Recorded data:
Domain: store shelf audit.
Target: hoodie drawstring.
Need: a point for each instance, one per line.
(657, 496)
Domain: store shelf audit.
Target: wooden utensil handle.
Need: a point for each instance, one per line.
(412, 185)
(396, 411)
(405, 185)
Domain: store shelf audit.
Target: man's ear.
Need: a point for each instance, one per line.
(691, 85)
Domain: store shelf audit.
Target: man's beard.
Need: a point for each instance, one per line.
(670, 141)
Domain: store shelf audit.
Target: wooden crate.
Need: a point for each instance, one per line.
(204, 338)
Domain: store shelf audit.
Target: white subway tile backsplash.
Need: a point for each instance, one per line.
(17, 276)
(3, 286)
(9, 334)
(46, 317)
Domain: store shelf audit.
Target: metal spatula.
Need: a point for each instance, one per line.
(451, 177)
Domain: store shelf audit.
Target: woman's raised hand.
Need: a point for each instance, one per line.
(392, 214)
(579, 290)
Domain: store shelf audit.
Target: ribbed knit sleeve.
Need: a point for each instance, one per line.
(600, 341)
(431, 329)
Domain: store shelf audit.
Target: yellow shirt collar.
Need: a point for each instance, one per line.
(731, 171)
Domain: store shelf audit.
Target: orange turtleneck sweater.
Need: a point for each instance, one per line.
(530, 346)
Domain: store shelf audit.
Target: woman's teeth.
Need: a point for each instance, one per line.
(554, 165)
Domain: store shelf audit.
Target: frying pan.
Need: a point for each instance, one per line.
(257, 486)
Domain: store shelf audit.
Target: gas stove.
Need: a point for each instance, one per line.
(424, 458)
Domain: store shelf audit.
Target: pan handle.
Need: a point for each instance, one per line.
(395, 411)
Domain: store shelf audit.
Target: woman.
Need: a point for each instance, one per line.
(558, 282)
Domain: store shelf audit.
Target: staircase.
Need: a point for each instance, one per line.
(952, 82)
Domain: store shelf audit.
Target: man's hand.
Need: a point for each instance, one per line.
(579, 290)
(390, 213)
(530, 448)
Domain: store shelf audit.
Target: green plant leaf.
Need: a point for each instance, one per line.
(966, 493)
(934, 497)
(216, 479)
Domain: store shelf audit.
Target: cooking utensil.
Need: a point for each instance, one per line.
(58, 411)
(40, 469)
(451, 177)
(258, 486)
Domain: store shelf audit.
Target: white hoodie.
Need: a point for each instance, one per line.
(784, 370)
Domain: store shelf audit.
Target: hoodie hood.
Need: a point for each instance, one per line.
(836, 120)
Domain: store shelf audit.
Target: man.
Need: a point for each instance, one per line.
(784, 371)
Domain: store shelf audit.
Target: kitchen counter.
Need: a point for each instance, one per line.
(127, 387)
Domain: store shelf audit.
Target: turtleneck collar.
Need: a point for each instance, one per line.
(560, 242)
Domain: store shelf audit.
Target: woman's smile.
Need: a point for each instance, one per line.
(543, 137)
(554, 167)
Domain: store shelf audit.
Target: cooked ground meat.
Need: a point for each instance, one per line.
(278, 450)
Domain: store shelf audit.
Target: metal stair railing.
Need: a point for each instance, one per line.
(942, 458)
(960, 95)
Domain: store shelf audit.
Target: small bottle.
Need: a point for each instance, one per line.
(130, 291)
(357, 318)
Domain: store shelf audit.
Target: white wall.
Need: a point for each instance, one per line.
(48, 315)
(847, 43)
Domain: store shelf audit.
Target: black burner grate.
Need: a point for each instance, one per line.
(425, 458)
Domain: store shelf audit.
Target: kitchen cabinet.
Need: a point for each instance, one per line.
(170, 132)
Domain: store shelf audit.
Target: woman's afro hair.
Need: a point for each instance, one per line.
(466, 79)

** EXERCISE DETAILS **
What you return should match the data character for character.

** ANSWER BELOW **
Domain: store shelf audit.
Target: hoodie drawstring.
Need: a point for each instance, one per line.
(657, 496)
Domain: store shelf audit.
Target: wooden utensil handle.
Need: a point for each instance, one per line.
(412, 185)
(396, 411)
(405, 185)
Domain: store shelf audit.
Target: man's ear.
Need: a point for each instance, one per line.
(691, 85)
Domain: store shelf audit.
Target: man's beard.
Need: a point for each instance, one per line.
(670, 141)
Domain: store shelf audit.
Target: wooden crate.
Need: a point for each instance, one per line.
(204, 338)
Domain: store shelf audit.
Target: white subway tile backsplash.
Need: a point for each instance, one per line.
(17, 276)
(3, 286)
(9, 334)
(46, 317)
Domain: store shelf audit.
Target: metal spatula.
Need: a point for each instance, one per line.
(451, 177)
Domain: store shelf audit.
Target: woman's raised hand.
Need: a point for each instance, one per line.
(392, 214)
(579, 290)
Domain: store shelf audit.
Target: ribbed knit sleeve.
Need: a point for each instance, one per line.
(600, 341)
(431, 329)
Domain: store shelf audit.
Target: yellow shirt collar.
Need: a point for each instance, one per line.
(731, 171)
Domain: store shelf audit.
Target: orange turtleneck sweater.
Need: a point for each instance, one per line.
(530, 346)
Domain: store shelf audit.
Target: woman's teeth.
Need: a point for each instance, one per line.
(554, 165)
Domain: store shelf audit.
Target: frying pan.
Need: a point for each instance, one per line.
(257, 486)
Domain: store shelf audit.
Target: gas stove.
Need: a point for each instance, one per line.
(424, 458)
Domain: store shelf audit.
Target: pan handle.
Need: a point for each instance, one per line.
(395, 411)
Domain: store shelf audit.
Target: woman.
Need: a point for each instance, one per line.
(558, 282)
Domain: store shelf audit.
Target: staircase.
Need: a point for each instance, one per line.
(952, 82)
Domain: store shelf audit.
Target: man's hand.
Need: a point for each instance, one per line.
(579, 290)
(390, 213)
(530, 448)
Domain: store shelf audit.
Target: green plant leaf.
Need: a point for each instance, one per line.
(966, 493)
(934, 497)
(216, 479)
Domain: store shelf audit.
Target: cooking utensil.
Need: a point for each instance, one per line.
(58, 411)
(40, 469)
(451, 177)
(258, 486)
Domain: store shelf audit.
Target: white hoodie.
Need: a point for each instance, one per line.
(784, 370)
Domain: store shelf audit.
Target: hoodie hood.
Need: a point for each instance, one per line.
(836, 120)
Domain: store shelf audit.
Target: man.
Need: a point for each instance, one per line.
(784, 371)
Domain: store shelf audit.
Target: kitchen counter.
Need: a point for each instance, one per line.
(127, 387)
Domain: store shelf audit.
Target: turtleneck collar.
Need: a point for each instance, one per line.
(560, 242)
Domain: store shelf audit.
Target: woman's smile.
Need: a point for each instance, one per line.
(543, 137)
(554, 167)
Domain: store shelf audit.
Target: cooked ground meat.
Need: a point for each instance, one per line.
(278, 450)
Domain: store shelf audit.
Target: metal stair railing.
Need: a point for each instance, one per line.
(942, 458)
(960, 95)
Domain: store shelf audit.
Target: small bottle.
Need: a point for each instance, one per line.
(130, 291)
(357, 318)
Domain: store shelf audit.
Target: white wall.
Need: a point for each instance, one per line.
(48, 315)
(847, 43)
Domain: store shelf audit.
Target: black burner grate.
Need: a point for each instance, one per line.
(425, 458)
Domain: store shelf audit.
Target: kitchen cabinet.
Need: a point for each instance, one per line.
(170, 132)
Domain: store shelf audit.
Target: woman's afro hair.
Need: a point for each instance, one per line.
(466, 79)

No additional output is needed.